◆ Texte présenté
Treatment Strategy for Rifampin-Susceptible Tuberculosis
Paton NI, Cousins C, Suresh C, Burhan E, Chew KL, Dalay VB, Lu Q, Kusmiati T, Balanag VM, Lee SL, Ruslami R, Pokharkar Y, Djaharuddin I, Sugiri JJR, Veto RS, Sekaggya-Wiltshire C, Avihingsanon A, Sarin R, Papineni P, Nunn AJ, Crook AM; TRUNCATE-TB Trial Team. Treatment Strategy for Rifampin-Susceptible Tuberculosis. N Engl J Med. 2023 Mar 9;388(10):873-887. doi: 10.1056/NEJMoa2212537. Epub 2023 Feb 20. PMID: 36808186.
La tuberculose est une maladie infectieuse encore fréquente due à l’infection de mycobactéries du type Mycobacterium tuberculosis, pouvant toucher n’importe quel organe, et ayant un large spectre de gravité clinique, usuellement traitée de façon prolongée, avec un schéma de 6 mois basé sur une quadrithérapie Rifampicine/Isonia-zide/Ethambutol/Pyrazinamide pendant 2 mois puis une bithérapie Rifampicine/Isoniazide pendant 4 mois supplémentaires. Le but de la quadrithérapie est de viser Mycobacterium tuberculosis à la fois en intracellulaire (macrophages) et en extracellulaire (caséum et cavernes) où il peut proliférer tout en étant « protégé » de l’action des traitements par le biofilm lipidique. Le but sera donc d’associer plusieurs molécules afin d’obtenir la meilleure efficacité possible avec une bonne diffusion tissulaire, intracellulaire et la multi-thérapie permettant également d’éviter l’émergence de mutants résistants naturels à un antituberculeux. À noter que l’étude présentée ici s’intéresse à la tuberculose pulmonaire non disséminée.
Ce type de schéma de 6 mois a bien montré son efficacité dans les essais cliniques mais en pratique courante, la durée longue de traitement et les ressources limitées sont un frein à sa bonne utilisation avec une observance à long terme moindre et l’apparition de résistance au traitement. En effet, il pourrait entraîner un “sur traitement” chez une partie des malades sensibles alors qu’il éviterait une rechute chez une minorité de patients, avec le risque d’une mauvaise observance et l’apparition de résistance future.

◆ Données fournies
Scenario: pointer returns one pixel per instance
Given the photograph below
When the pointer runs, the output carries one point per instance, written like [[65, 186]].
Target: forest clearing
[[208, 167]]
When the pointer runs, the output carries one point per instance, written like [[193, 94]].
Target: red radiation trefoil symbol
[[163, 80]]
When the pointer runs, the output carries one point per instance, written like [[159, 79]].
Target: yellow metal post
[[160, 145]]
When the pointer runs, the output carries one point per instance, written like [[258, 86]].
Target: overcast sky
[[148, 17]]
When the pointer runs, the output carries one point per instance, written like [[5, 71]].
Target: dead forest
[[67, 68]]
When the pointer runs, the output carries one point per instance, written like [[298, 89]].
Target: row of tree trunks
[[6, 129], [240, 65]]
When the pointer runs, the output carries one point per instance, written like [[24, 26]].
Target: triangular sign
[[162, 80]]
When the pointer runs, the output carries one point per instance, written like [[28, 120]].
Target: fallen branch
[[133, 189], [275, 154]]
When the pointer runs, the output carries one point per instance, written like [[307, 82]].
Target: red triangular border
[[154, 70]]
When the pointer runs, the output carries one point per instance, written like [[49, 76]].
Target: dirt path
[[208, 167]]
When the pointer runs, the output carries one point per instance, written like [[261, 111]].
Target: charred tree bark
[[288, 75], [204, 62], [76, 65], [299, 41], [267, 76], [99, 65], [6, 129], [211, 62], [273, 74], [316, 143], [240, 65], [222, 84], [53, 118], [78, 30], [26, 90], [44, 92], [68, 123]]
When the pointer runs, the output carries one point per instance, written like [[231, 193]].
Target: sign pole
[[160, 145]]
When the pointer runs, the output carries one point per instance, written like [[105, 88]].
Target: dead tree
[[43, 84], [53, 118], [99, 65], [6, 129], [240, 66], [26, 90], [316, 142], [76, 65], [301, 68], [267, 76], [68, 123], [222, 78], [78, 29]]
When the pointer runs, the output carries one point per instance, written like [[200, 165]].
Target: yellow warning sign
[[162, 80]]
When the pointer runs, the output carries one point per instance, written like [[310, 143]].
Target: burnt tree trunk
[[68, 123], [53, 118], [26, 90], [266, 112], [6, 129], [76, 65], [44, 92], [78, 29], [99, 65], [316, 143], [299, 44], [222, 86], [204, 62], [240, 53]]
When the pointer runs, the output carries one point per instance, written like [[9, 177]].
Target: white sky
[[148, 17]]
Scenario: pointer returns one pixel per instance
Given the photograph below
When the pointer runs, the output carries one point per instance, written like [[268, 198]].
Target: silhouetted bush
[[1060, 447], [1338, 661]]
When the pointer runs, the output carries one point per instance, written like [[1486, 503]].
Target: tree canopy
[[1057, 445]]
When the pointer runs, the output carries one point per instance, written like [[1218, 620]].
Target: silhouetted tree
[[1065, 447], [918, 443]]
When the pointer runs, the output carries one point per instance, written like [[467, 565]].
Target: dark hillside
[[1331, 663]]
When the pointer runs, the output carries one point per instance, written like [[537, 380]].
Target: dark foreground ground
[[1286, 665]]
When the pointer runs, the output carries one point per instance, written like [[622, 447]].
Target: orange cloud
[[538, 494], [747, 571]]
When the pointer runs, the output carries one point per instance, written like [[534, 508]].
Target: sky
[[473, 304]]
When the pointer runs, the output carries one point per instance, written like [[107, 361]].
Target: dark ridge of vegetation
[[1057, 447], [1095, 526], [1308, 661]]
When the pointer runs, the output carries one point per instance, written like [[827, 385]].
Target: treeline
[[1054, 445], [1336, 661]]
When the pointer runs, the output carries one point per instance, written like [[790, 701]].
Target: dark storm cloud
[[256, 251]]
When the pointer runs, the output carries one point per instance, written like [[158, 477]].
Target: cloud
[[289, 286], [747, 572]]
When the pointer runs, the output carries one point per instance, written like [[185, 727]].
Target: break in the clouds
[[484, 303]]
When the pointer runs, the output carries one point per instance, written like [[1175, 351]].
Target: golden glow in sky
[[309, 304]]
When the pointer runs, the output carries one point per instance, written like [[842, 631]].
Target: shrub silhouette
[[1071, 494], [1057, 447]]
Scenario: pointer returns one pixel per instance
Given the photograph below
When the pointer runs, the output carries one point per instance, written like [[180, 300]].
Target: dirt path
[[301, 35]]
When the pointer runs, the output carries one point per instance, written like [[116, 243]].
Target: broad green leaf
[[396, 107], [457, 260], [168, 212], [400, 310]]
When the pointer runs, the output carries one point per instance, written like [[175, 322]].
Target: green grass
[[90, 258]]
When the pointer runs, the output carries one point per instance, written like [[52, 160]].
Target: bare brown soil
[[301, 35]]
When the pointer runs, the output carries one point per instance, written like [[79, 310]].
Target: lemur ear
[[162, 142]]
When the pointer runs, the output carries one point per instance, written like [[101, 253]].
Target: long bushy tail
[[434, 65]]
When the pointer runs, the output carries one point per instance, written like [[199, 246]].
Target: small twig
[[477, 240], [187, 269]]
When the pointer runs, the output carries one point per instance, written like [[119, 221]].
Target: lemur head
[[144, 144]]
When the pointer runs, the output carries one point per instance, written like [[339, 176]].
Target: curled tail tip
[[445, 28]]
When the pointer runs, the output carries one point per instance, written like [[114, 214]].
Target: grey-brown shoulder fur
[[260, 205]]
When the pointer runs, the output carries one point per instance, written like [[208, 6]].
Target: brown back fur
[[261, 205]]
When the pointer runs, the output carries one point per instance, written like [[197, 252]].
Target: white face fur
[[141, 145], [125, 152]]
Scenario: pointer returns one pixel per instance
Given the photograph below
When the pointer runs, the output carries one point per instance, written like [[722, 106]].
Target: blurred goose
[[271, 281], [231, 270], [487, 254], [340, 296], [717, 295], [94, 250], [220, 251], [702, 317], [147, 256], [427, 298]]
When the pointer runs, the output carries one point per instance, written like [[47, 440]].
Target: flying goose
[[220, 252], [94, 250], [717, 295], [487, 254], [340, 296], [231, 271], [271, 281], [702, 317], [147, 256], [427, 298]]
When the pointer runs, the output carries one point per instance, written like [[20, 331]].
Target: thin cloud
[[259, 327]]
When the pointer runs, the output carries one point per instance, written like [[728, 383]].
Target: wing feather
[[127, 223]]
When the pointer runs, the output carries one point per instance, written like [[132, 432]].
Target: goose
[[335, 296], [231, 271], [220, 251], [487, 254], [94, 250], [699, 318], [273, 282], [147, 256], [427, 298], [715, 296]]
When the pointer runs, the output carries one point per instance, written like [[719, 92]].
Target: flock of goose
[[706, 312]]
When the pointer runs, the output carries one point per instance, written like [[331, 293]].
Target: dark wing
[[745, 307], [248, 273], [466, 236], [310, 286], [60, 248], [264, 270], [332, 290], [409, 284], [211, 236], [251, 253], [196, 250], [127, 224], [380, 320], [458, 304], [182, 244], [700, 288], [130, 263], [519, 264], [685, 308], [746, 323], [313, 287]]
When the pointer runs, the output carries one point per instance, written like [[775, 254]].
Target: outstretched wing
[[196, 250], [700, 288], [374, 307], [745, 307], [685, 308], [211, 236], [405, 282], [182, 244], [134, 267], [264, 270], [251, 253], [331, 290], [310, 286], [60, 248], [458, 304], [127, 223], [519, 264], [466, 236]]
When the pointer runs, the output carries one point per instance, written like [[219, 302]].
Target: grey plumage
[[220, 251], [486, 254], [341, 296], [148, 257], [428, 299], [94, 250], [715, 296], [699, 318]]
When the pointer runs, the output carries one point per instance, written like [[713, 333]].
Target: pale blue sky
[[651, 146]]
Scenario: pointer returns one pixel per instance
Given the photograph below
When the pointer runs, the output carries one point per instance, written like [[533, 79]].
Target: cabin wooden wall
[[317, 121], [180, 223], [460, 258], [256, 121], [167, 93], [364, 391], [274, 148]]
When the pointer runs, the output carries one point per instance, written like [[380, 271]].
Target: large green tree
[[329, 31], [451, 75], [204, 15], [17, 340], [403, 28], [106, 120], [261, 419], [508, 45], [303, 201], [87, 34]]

◆ Consigne
Reproduisez en entier le texte sur le traitement de la tuberculose, sans y changer un seul mot.

◆ Réponse
Treatment Strategy for Rifampin-Susceptible Tuberculosis
Paton NI, Cousins C, Suresh C, Burhan E, Chew KL, Dalay VB, Lu Q, Kusmiati T, Balanag VM, Lee SL, Ruslami R, Pokharkar Y, Djaharuddin I, Sugiri JJR, Veto RS, Sekaggya-Wiltshire C, Avihingsanon A, Sarin R, Papineni P, Nunn AJ, Crook AM; TRUNCATE-TB Trial Team. Treatment Strategy for Rifampin-Susceptible Tuberculosis. N Engl J Med. 2023 Mar 9;388(10):873-887. doi: 10.1056/NEJMoa2212537. Epub 2023 Feb 20. PMID: 36808186.
La tuberculose est une maladie infectieuse encore fréquente due à l’infection de mycobactéries du type Mycobacterium tuberculosis, pouvant toucher n’importe quel organe, et ayant un large spectre de gravité clinique, usuellement traitée de façon prolongée, avec un schéma de 6 mois basé sur une quadrithérapie Rifampicine/Isonia-zide/Ethambutol/Pyrazinamide pendant 2 mois puis une bithérapie Rifampicine/Isoniazide pendant 4 mois supplémentaires. Le but de la quadrithérapie est de viser Mycobacterium tuberculosis à la fois en intracellulaire (macrophages) et en extracellulaire (caséum et cavernes) où il peut proliférer tout en étant « protégé » de l’action des traitements par le biofilm lipidique. Le but sera donc d’associer plusieurs molécules afin d’obtenir la meilleure efficacité possible avec une bonne diffusion tissulaire, intracellulaire et la multi-thérapie permettant également d’éviter l’émergence de mutants résistants naturels à un antituberculeux. À noter que l’étude présentée ici s’intéresse à la tuberculose pulmonaire non disséminée.
Ce type de schéma de 6 mois a bien montré son efficacité dans les essais cliniques mais en pratique courante, la durée longue de traitement et les ressources limitées sont un frein à sa bonne utilisation avec une observance à long terme moindre et l’apparition de résistance au traitement. En effet, il pourrait entraîner un “sur traitement” chez une partie des malades sensibles alors qu’il éviterait une rechute chez une minorité de patients, avec le risque d’une mauvaise observance et l’apparition de résistance future.